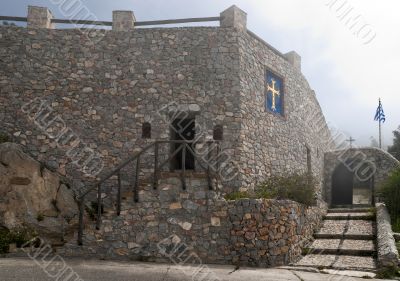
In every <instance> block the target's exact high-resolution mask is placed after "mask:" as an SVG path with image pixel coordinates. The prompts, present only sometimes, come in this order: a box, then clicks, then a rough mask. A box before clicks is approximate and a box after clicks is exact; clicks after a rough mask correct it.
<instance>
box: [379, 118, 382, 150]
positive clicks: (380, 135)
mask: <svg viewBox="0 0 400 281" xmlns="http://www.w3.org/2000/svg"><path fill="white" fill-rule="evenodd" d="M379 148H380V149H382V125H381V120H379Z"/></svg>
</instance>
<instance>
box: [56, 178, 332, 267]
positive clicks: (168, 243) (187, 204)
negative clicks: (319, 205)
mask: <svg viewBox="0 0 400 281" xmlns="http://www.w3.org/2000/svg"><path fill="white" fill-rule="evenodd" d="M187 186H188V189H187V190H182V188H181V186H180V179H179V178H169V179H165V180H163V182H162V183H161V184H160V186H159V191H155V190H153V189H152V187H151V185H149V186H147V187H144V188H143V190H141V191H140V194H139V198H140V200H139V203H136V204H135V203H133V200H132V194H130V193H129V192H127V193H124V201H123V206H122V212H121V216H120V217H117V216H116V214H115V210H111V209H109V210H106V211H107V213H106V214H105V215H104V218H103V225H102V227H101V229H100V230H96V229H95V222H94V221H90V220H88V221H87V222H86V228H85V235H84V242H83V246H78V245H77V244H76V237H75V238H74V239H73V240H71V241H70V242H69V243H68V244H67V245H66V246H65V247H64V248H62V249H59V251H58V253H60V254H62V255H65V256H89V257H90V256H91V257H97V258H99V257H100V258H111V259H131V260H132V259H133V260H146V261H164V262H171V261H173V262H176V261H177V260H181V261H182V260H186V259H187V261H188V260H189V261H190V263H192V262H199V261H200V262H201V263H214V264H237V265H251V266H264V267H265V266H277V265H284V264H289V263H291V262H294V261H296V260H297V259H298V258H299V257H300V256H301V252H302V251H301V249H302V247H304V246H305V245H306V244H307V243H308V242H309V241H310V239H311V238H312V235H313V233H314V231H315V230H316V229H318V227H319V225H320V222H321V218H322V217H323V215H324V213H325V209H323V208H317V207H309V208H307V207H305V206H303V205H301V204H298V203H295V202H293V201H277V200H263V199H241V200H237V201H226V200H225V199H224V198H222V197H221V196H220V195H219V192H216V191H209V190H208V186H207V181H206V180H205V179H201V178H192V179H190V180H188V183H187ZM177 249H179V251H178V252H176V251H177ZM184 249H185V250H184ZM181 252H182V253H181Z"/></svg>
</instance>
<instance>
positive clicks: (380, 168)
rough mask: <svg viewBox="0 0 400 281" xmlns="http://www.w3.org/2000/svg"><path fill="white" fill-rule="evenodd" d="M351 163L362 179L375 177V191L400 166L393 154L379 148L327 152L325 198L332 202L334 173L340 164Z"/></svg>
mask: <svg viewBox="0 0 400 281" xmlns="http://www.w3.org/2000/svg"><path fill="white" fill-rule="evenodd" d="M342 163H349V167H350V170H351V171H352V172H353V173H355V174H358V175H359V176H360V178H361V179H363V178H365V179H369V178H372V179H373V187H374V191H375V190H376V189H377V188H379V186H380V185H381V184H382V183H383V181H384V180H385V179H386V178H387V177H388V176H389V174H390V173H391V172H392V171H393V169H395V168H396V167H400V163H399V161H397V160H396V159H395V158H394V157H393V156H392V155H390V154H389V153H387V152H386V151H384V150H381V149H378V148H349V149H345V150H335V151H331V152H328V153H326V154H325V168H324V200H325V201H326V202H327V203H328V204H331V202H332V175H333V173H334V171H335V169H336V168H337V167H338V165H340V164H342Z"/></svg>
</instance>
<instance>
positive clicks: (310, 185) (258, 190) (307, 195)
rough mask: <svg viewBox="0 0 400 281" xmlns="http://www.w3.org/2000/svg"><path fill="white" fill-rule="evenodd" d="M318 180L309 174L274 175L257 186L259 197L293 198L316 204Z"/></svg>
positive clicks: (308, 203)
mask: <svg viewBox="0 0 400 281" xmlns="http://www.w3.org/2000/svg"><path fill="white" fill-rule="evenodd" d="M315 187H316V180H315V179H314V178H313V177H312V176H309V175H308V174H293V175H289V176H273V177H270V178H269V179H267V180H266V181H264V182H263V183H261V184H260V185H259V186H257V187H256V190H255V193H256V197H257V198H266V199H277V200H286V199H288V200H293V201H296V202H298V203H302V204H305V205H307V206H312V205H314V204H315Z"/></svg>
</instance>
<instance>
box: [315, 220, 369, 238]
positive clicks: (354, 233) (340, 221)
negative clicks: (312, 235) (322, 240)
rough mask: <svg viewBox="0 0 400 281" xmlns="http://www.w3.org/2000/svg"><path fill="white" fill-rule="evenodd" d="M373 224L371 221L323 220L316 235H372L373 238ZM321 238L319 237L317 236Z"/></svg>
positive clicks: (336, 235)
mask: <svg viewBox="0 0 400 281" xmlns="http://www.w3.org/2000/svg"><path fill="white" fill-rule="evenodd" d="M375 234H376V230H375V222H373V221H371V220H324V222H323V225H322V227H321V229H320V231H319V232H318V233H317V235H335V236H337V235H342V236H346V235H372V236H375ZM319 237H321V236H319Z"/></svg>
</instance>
== == ==
#### Exercise objective:
How many lines in the rows above contain the string "negative"? Case counts. Reply with the number only.

#### Exercise answer:
2